Arbeitsanweisungen:
(1) Wie viele Höhenmeter umfasst die Tour laut dem Bericht über die Dachsteinrunde?
(2) Setzen Sie den Bericht über die Dachsteinrunde dort fort, wo er aufhört.

Text:
▶
Mein erstes Mal

Einstiegsdroge Dachsteinrunde

  10 Minuten

Wann?Erlebt von 25. - 28.5.2017
Wo?Dachstein; Bad Goisern – Gröbming – Filzmoos – Abtenau – Bad Goisern
Wie lange?4 Tage, ca. 230 km
Wie hoch?5700 Höhenmeter (inkl. Umwege)

Je jünger man ist, desto häufiger macht man Dinge zum ersten Mal. Zum ersten Mal das Meer sehen, zum ersten Mal freihändig fahren, zum ersten Mal vom Zehner springen. Mit den Jahren werden die ersten Male immer seltener. Warum eigentlich? 

Ich unternehme mit 28 zum ersten Mal alleine eine mehrtägige Biketour mit meinem Gepäck am Rücken. Und dabei kommt gleich eine geballte Ladung erster Male auf mich zu.

Doch so abenteuerlich das klingen mag – die größte Herausforderung ist erst einmal, mein Vorhaben meiner Mutter zu schildern. Ich habe überlegt, es nicht zu tun, aber meine nervöse Vorfreude und akribische Planung verraten selbst bei den seltenen Treffen, dass ich etwas im Schilde führe.
Ich weiß, sie bemüht sich sehr, ihre Besorgnis in Zaum zu halten, doch es gelingt ihr nicht. Was da alles sein kann, allein als Frau unterwegs. In der Wildnis. Wenn da was passiert …
Hilft nix, da müssen wir beide durch.

Am Morgen des 25. Mai 2017 fällt mein Startschuss.
Große Augen. Ich fische mein Bike aus dem Kofferraum, wo es in einer zähen Suppe aus Dichtmilch schwimmt. Während ich eine Etage höher das nächtliches Gewitter in Bad Goisern hab vorüberziehen lassen, muss sich wohl die Dichtmilch meines Tubeless-Hinterreifens in die ewigen Kofferraumritzen verabschiedet haben.
◀
Auszüge der Einträge:
▶
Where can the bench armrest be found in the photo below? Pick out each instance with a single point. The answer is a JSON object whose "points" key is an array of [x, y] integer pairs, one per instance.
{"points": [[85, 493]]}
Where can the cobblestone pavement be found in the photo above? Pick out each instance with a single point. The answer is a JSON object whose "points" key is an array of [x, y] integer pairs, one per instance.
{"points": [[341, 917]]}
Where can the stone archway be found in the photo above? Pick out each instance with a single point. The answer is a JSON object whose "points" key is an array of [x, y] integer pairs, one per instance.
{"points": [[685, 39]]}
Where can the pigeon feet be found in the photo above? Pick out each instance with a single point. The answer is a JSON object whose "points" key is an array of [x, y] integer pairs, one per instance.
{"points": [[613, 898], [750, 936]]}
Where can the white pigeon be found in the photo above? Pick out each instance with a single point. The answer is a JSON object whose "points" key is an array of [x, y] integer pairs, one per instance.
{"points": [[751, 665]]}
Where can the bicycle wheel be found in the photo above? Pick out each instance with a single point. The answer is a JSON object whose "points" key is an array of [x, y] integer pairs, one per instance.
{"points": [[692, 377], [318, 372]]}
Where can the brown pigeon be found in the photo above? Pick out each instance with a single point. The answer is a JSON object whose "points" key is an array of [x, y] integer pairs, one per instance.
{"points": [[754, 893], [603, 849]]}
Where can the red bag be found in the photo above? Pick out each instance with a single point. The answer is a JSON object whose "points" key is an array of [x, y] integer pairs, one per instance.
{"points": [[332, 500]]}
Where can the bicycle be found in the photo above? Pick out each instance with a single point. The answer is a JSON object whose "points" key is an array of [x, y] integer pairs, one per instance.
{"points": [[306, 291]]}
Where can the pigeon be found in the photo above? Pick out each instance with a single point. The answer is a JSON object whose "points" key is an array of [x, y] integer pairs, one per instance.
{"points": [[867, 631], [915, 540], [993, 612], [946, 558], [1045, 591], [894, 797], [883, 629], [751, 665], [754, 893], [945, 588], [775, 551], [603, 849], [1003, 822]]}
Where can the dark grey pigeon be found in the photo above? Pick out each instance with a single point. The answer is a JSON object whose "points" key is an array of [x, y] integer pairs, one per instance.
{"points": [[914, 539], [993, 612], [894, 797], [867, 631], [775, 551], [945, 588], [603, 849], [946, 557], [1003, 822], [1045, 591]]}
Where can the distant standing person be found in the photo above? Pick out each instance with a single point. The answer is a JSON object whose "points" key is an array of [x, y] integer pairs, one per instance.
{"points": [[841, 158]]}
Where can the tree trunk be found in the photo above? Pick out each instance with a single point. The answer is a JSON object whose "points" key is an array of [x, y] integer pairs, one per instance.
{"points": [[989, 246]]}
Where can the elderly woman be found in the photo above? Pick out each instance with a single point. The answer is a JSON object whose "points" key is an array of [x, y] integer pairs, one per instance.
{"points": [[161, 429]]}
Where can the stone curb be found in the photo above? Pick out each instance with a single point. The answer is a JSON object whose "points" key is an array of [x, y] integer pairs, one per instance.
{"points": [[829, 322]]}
◀
Antworten nacheinander:
(1) 5700 Höhenmeter, einschließlich Umwegen.

(2)
Am Feiertag kann ich keine Dichtmilch kaufen und jammern hilft auch nichts, wenn keine Zuhörer in der Nähe sind. Also Pumpe raus aus dem perfekt gepackten Rucksack und ausprobieren, mit wie viel - oder wenig - Dichtmilch so ein Reifen auskommt.
Naja, den Startschuss zu meiner ersten Solo-Mehrtages-Mountainbiketour hatte ich mir anders vorgestellt. Irgendwie heldenhafter.

Ich rolle vorbei am Agathawirt und bin wenige Meter später sehr dankbar für den vorabendlichen Tipp des Wirts: “Isst halt net z’vü zum Frühstück, der Pötschenpass ziagt gonz schen on”.
Recht hat er! Die alte, gepflasterte Straße bäumt sich auf und ich trau mich nicht, so früh am Morgen schon Pausen zu machen. Noch nie zuvor habe ich 2000 Höhenmeter an einem Tag absolviert und kann noch nicht gut abschätzen, wie viel Kraft und Zeit mich das kostet.

Scheinbar bin ich aber nicht die einzige, der der Pötschenpass in den Oberschenkeln brennt. Ich überhole zwei Biker am Wegesrand und in meinem Kopf fängt schon der Film voller schauriger Szenen aus der Sammlung meiner Mutter an zu laufen.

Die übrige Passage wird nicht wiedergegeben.